══ Data for the task ══

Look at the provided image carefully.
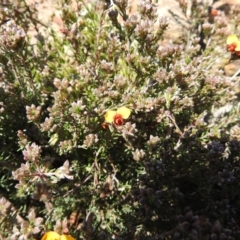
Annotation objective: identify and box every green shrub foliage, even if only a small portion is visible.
[0,0,240,240]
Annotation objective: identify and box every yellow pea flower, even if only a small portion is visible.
[105,107,131,126]
[41,231,76,240]
[227,35,239,53]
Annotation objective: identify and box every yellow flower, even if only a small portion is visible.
[105,107,131,126]
[227,35,239,53]
[227,35,238,45]
[41,231,76,240]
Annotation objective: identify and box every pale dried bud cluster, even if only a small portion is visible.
[26,104,42,121]
[17,130,28,148]
[132,149,146,161]
[0,20,26,49]
[69,99,86,119]
[23,143,42,162]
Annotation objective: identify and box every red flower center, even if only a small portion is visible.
[227,43,237,53]
[113,114,123,126]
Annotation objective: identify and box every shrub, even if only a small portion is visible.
[0,0,240,240]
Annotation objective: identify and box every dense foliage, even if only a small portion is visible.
[0,0,240,240]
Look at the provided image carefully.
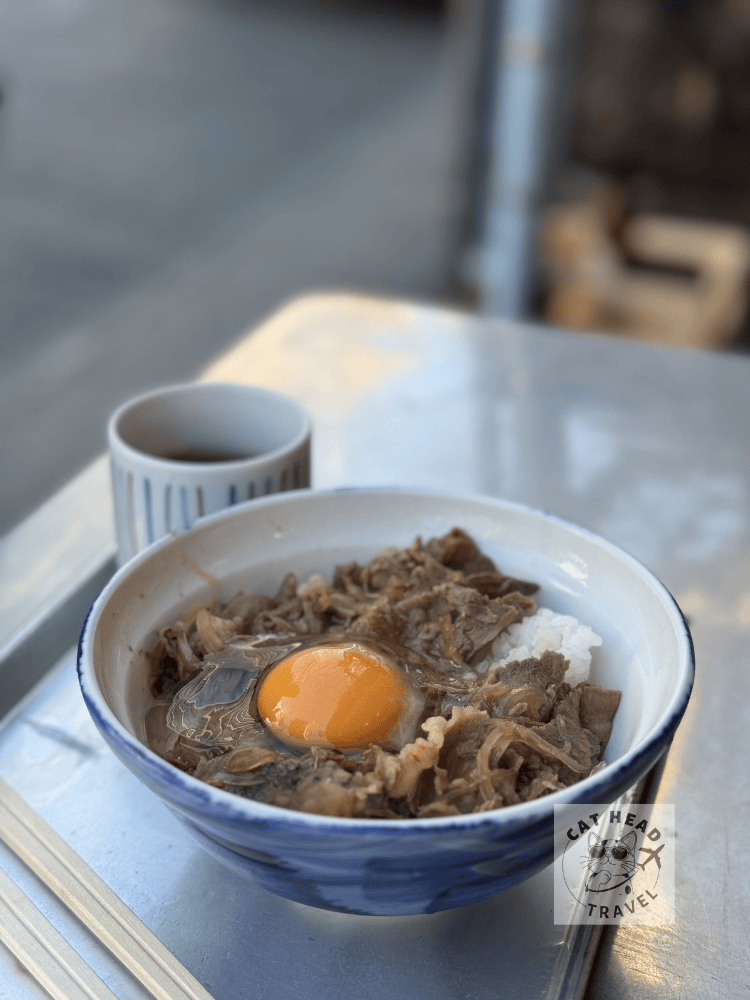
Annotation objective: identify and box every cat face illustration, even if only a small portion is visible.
[584,830,638,892]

═══

▸ Task to carry out
Rewrite every line of the material above except the pictures, scaling each bounding-box coordinate by 1.35 and rounding it to the nearest whole number, with halves rounded up. Keep all other wording unchanged.

▸ The output
Look at the provided image carefully.
Annotation objective: identify and box every green shrub foliage, even if only a small portion is visible.
[0,0,324,324]
Annotation objective: identify and box every yellow pea flower, even if only a small portion is visible.
[142,144,177,170]
[55,312,103,324]
[306,47,323,72]
Annotation objective: identify and box every yellow flower, even if only a small portion is visible.
[142,144,177,170]
[306,47,323,72]
[306,47,321,61]
[55,312,103,324]
Annotation objective: identify and box every pale dried bud cluster, even if only a small portion is visible.
[35,140,57,163]
[23,176,38,200]
[178,201,197,217]
[0,27,35,66]
[93,134,116,161]
[31,193,57,219]
Annotation objective: identify and box every red flower center, even if only a small portion is visible.
[306,58,320,72]
[153,154,166,170]
Annotation objective: identify and box every shrub, even if only a small portion is visible.
[0,0,324,324]
Annotation objective: identify and box every dense foliage, even if only a small portion is visible.
[0,0,324,324]
Look at the provided image carefully.
Annotation objective: identify and box every cat face illustration, even if only a small portion is visible.
[788,1121,861,1204]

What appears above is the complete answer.